◆ Input:

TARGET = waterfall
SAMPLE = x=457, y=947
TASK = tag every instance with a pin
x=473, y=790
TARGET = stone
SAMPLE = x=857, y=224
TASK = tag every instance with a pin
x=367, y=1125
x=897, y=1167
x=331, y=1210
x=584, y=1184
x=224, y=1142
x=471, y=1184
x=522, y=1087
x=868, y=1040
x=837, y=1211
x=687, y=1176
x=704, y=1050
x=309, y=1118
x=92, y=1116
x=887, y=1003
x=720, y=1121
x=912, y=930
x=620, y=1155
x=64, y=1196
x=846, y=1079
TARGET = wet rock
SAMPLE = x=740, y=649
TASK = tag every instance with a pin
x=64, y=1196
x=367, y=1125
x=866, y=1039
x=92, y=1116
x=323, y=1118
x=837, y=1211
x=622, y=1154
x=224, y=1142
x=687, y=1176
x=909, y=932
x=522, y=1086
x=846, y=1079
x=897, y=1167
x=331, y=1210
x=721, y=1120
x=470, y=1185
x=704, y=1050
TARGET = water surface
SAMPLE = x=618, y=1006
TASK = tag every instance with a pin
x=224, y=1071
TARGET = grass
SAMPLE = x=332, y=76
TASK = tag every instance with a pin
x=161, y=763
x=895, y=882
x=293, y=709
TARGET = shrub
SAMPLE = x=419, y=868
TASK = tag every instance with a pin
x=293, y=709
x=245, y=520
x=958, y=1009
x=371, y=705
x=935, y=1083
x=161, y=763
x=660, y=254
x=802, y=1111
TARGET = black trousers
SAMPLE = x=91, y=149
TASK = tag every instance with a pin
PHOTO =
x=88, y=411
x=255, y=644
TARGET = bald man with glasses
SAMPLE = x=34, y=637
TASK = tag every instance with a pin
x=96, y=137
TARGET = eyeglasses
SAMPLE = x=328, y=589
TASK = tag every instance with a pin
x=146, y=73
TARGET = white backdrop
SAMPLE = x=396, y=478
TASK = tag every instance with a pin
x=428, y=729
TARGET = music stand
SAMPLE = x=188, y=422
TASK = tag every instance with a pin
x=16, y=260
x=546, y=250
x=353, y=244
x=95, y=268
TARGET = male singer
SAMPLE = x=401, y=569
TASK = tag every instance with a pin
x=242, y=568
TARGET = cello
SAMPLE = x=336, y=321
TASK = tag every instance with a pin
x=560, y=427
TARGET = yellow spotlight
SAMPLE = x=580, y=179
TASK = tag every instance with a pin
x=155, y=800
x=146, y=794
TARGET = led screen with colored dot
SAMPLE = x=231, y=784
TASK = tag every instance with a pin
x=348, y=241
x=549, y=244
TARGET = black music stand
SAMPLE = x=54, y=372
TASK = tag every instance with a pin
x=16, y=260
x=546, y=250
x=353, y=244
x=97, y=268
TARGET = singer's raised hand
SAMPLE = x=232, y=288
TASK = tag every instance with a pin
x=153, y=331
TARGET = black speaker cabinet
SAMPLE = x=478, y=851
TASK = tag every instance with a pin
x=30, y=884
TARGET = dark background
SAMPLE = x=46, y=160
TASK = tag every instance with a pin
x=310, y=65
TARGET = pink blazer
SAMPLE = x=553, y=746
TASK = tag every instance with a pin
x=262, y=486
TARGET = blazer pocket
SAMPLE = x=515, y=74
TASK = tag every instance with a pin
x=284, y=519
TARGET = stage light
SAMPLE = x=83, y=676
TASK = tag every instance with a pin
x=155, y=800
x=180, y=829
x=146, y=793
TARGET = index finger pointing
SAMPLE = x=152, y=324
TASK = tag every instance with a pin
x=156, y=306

◆ Task details:
Apply a filter for "music" to the data above, then copy each line that matches.

◆ Answer to the exercise:
TARGET = music stand
TARGET = black music stand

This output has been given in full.